Entrées enregistrées
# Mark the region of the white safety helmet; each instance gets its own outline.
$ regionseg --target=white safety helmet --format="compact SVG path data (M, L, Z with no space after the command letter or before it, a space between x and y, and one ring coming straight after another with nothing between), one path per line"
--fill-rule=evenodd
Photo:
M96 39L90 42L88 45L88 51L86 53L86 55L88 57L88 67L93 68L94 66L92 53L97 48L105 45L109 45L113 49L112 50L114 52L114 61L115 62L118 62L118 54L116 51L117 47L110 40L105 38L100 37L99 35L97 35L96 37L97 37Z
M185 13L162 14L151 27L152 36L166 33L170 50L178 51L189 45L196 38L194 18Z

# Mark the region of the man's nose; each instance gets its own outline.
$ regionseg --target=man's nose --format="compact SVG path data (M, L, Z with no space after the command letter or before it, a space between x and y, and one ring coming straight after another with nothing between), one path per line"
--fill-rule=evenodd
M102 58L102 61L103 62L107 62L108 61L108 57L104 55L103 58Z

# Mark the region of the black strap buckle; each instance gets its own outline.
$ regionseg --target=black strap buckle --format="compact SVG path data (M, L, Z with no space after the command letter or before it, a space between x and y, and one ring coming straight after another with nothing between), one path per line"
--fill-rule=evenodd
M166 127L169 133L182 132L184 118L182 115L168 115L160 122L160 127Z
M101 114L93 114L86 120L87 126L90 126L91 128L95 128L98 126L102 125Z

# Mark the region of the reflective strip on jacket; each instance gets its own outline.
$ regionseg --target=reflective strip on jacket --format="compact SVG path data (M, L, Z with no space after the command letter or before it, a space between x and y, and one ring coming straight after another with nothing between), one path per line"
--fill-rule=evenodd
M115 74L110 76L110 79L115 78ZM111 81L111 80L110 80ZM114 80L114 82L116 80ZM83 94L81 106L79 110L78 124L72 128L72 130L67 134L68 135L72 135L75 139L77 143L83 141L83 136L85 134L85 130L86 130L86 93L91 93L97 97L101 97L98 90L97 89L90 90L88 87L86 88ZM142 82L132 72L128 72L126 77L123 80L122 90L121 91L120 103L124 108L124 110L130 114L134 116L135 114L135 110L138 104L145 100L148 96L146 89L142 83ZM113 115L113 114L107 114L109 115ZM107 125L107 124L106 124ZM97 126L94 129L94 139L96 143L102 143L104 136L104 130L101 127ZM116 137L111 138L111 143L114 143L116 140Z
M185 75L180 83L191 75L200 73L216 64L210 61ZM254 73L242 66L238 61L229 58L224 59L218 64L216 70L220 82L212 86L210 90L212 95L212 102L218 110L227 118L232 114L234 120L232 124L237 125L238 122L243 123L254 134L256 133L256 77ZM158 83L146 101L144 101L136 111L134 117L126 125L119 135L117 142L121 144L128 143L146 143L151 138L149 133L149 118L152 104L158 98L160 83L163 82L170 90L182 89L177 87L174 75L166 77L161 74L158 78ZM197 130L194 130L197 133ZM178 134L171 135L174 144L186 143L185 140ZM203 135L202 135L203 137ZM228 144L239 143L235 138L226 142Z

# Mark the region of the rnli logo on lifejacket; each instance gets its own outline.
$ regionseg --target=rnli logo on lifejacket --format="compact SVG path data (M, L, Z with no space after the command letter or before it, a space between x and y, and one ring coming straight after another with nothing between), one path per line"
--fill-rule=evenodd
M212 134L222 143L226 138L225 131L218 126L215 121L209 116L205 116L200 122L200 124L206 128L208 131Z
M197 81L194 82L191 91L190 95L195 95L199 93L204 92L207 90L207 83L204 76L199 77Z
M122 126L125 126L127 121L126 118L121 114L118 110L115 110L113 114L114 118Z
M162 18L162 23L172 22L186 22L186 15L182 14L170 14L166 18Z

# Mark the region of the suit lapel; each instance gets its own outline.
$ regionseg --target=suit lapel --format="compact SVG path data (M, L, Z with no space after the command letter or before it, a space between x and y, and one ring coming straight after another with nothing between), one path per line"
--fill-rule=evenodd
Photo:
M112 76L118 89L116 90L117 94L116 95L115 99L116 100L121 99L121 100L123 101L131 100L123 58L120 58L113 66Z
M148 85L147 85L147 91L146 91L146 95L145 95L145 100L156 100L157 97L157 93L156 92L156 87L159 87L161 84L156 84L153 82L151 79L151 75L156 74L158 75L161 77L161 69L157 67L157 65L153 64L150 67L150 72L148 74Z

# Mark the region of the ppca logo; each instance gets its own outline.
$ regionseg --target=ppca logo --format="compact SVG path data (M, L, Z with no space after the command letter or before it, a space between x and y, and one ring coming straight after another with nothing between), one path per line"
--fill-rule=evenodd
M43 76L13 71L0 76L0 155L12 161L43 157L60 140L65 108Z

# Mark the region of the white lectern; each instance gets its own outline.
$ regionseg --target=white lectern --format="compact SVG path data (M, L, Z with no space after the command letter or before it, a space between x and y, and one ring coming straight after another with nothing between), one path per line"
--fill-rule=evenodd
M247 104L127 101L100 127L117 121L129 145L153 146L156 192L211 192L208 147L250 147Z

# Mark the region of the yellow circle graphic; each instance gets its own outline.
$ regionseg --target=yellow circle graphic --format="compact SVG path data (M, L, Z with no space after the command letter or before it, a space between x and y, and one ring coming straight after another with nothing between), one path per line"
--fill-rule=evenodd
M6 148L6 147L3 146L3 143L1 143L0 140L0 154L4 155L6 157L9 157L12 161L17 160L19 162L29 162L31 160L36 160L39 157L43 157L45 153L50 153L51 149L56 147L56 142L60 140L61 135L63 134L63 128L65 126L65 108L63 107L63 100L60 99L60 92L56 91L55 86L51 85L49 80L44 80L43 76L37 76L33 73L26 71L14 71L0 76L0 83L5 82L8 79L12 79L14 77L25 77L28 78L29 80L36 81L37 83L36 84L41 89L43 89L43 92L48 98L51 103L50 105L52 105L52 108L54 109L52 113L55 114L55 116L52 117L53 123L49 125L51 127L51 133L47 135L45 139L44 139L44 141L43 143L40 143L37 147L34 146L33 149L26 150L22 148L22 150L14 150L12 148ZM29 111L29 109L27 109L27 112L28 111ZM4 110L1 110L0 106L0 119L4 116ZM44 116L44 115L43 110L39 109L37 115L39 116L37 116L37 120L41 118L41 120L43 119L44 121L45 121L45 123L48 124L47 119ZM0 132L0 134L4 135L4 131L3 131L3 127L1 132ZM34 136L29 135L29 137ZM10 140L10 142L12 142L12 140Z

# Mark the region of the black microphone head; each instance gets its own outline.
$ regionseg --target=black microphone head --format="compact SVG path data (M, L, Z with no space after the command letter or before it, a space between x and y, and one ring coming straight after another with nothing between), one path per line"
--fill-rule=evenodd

## Travail demandé
Recopiez l'ensemble des lignes ci-dessus à l'identique, sans y changer quoi que ce soit.

## Résultat obtenu
# Mark the region of the white safety helmet; each instance gets its own outline.
$ regionseg --target=white safety helmet --format="compact SVG path data (M, L, Z with no space after the command letter or before it, a space between x and y, and one ring coming straight after another with nothing between), one path per line"
--fill-rule=evenodd
Photo:
M96 39L90 42L88 45L88 51L86 53L86 55L88 57L88 67L93 68L94 66L92 53L97 48L105 45L109 45L113 49L112 50L114 52L114 61L115 62L118 62L118 54L116 51L117 47L110 40L105 38L100 37L99 35L97 35L96 37L97 37Z
M185 13L162 14L151 27L152 36L166 33L170 50L178 51L189 45L196 38L194 18Z

# Mark the region of the man's nose; each instance gets its own outline.
$ regionseg --target=man's nose --format="compact SVG path data (M, L, Z with no space after the command letter or before it, a space between x and y, and one ring coming straight after another with nothing between), one path per line"
--fill-rule=evenodd
M102 58L102 61L103 62L107 62L108 61L108 57L104 55L103 58Z

# Mark the region of the black strap buckle; each instance gets its own outline.
$ regionseg --target=black strap buckle --format="compact SVG path data (M, L, Z with no space after the command letter or before it, a space between x and y, and one ring coming straight after another with nothing between), one path per line"
--fill-rule=evenodd
M166 127L169 133L182 132L184 118L182 115L168 115L160 122L160 127Z
M101 114L93 114L86 120L87 126L90 126L91 128L95 128L98 126L102 125Z

# Mark the region of the reflective strip on jacket; each instance gets its own outline.
$ regionseg --target=reflective strip on jacket --format="compact SVG path data (M, L, Z with no space after the command letter or before it, a space between x and y, and one ring coming straight after another with nothing between), one path per line"
--fill-rule=evenodd
M115 74L110 76L110 79L115 78ZM111 81L111 80L110 80ZM114 80L114 82L116 80ZM83 94L81 106L79 110L78 124L72 128L72 130L67 134L68 135L72 135L75 139L77 143L83 141L83 136L85 134L85 130L86 130L86 93L91 93L97 97L101 97L98 90L97 89L90 90L88 87L86 88ZM142 82L132 72L128 72L126 77L123 80L122 90L121 91L120 103L124 108L124 110L130 114L134 116L135 114L135 110L138 104L145 100L148 96L146 89L142 83ZM113 115L113 114L107 114L109 115ZM107 125L107 124L106 124ZM97 126L94 129L94 139L96 143L102 143L104 136L104 130L101 127ZM116 137L111 138L111 143L114 143L116 140Z
M185 75L180 83L191 75L200 73L216 64L210 61ZM254 73L242 66L238 61L229 58L224 59L218 64L216 70L220 82L212 86L210 90L212 95L212 102L218 110L227 118L232 114L234 120L232 124L237 125L238 122L243 123L254 134L256 133L256 77ZM158 83L146 101L144 101L136 111L134 117L126 125L119 135L117 142L121 144L128 143L146 143L151 138L149 133L149 118L152 104L158 98L160 83L163 82L170 90L182 89L177 87L174 75L166 77L161 74L158 78ZM197 130L194 130L197 133ZM178 134L171 135L174 144L186 143L185 140ZM203 135L202 135L203 137ZM228 144L239 143L235 138L226 142Z

# Mark the region of the rnli logo on lifejacket; each instance gets its own outline.
$ regionseg --target=rnli logo on lifejacket --format="compact SVG path data (M, L, Z with no space after the command letter or before it, a space between x and y, and one ring coming straight after another with nothing between), one path per line"
--fill-rule=evenodd
M212 134L222 143L226 138L225 131L218 126L215 121L209 116L205 116L200 122L200 124L206 128L208 131Z
M197 81L194 82L191 91L190 95L195 95L199 93L204 92L207 90L207 83L204 76L199 77Z
M122 126L125 126L127 121L126 118L121 114L118 110L115 110L113 114L114 118Z
M162 18L162 23L172 22L186 22L186 15L182 14L170 14L166 18Z

# Mark the region of the suit lapel; each instance gets its own outline.
$ regionseg --target=suit lapel --format="compact SVG path data (M, L, Z with no space after the command letter or before it, a space between x and y, and one ring coming straight after another with nothing between), one path per line"
--fill-rule=evenodd
Photo:
M112 76L118 89L116 90L117 94L116 95L115 99L116 100L121 99L121 100L123 101L131 100L123 58L120 58L113 66Z
M148 85L147 85L147 91L146 91L146 95L145 95L145 100L156 100L157 97L157 93L156 92L156 87L159 87L161 84L156 84L153 82L151 79L151 75L156 74L158 75L161 77L161 69L157 67L157 65L153 64L150 67L150 72L148 74Z

# Mark the region of the ppca logo; each instance gets its own outline.
$ regionseg --target=ppca logo --format="compact SVG path data (M, L, Z with no space after the command letter or before it, a space between x and y, and one ring coming straight after another with nothing between), one path per line"
--fill-rule=evenodd
M43 76L13 71L0 76L0 155L12 161L43 157L60 140L65 108Z

# Mark the region of the white lectern; each instance gets its own outline.
$ regionseg --target=white lectern --format="compact SVG path data (M, L, Z with no space after the command letter or before it, a space between x and y, and one ring coming straight after another with nothing between), one path per line"
--fill-rule=evenodd
M247 104L127 101L100 127L117 121L129 145L153 146L156 192L211 192L208 147L250 147Z

# Mark the region of the yellow circle graphic; each instance gets its own outline.
$ regionseg --target=yellow circle graphic --format="compact SVG path data (M, L, Z with no space after the command letter or before it, a space between x and y, and one ring coming straight after another with nothing between), one path per line"
--fill-rule=evenodd
M6 148L6 147L3 146L3 143L1 143L0 140L0 154L4 155L6 157L9 157L12 161L17 160L19 162L29 162L31 160L36 160L39 157L43 157L45 153L50 153L51 149L56 147L56 142L60 140L61 135L63 134L63 128L65 126L65 108L63 107L63 100L60 99L60 92L56 91L55 86L51 85L49 80L44 80L43 76L37 76L33 73L26 71L14 71L0 76L0 83L5 82L8 79L12 79L14 77L25 77L28 78L29 80L36 81L37 83L36 84L41 89L43 89L43 92L48 98L51 103L50 105L52 105L52 108L54 109L52 113L55 114L55 116L52 117L53 123L49 125L51 127L51 133L47 135L45 139L44 139L44 141L43 143L40 143L37 147L34 146L33 149L26 150L22 148L22 150L14 150L12 148ZM29 111L29 109L27 109L27 112L28 111ZM4 110L1 110L0 106L0 119L4 116ZM44 116L44 115L43 110L39 109L37 115L39 116L37 116L37 120L41 118L41 120L43 119L44 121L45 121L45 123L48 124L47 119ZM0 132L0 134L4 135L4 131L3 131L3 127L1 132ZM34 136L29 135L29 137ZM10 140L10 142L12 142L12 140Z

# Mark the region of the black microphone head; each instance gets its own outline.
$ regionseg --target=black microphone head --format="compact SVG path data (M, L, Z with no space after the command letter or before it, a space between x and y, and one ring coming straight after another with nothing between), one path per line"
--fill-rule=evenodd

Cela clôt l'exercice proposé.